[Stored items from a collection]
◆ ◆ ◆

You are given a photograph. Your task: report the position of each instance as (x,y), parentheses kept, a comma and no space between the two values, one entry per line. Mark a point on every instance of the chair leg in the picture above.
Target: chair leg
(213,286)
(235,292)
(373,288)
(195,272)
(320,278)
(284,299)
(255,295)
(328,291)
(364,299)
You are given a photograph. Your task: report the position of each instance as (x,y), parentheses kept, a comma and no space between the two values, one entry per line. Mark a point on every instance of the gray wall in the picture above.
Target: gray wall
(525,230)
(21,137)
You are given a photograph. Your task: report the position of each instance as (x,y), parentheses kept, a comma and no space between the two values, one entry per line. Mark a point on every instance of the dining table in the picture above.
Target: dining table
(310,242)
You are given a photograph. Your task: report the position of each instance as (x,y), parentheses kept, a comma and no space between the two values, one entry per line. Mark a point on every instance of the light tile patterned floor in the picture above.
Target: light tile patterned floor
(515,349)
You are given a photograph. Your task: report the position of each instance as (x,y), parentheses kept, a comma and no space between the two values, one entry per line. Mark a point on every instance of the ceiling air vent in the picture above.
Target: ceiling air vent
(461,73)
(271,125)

◆ ◆ ◆

*CHALLENGE*: Output every line of the data above as a numbered list, omitting any blank lines.

*RESULT*:
1. You are given a photograph. Your task: report the position of each instance as (x,y), parentheses kept, a comma and no space between the two values, one entry per line. Mark a point on every instance of the chair leg in the picture above.
2. Target: chair leg
3. (213,286)
4. (235,292)
5. (373,288)
6. (195,272)
7. (320,278)
8. (284,299)
9. (255,295)
10. (328,291)
11. (364,299)
12. You are given a photograph. Your task: report the position of each instance as (x,y), parentheses kept, a comma and no space between the two values, one entry per line. Mark a point on every instance of the gray wall in the picture above.
13. Target: gray wall
14. (525,230)
15. (21,137)
16. You are given a photograph. Your task: report the position of each instance as (x,y), parentheses kept, a comma and no space between the two values, one entry per line. Mark a point on every instance of the dining table in the picture above.
17. Target: dining table
18. (310,242)
19. You are given a photograph. Your task: report the position of each instance as (x,y), parentheses kept, a comma and no space between the two values, one entry per line. Mark a point on every instance of the light tile patterned floor in the picture above.
20. Target: light tile patterned floor
21. (515,349)
22. You are given a photograph. Your task: report the position of each instance as (x,y), parentheses kept, a comma and no space between the two values, one entry per line. Mark a point on every instance of the ceiling air vent in the picture above.
23. Target: ceiling air vent
24. (461,73)
25. (271,125)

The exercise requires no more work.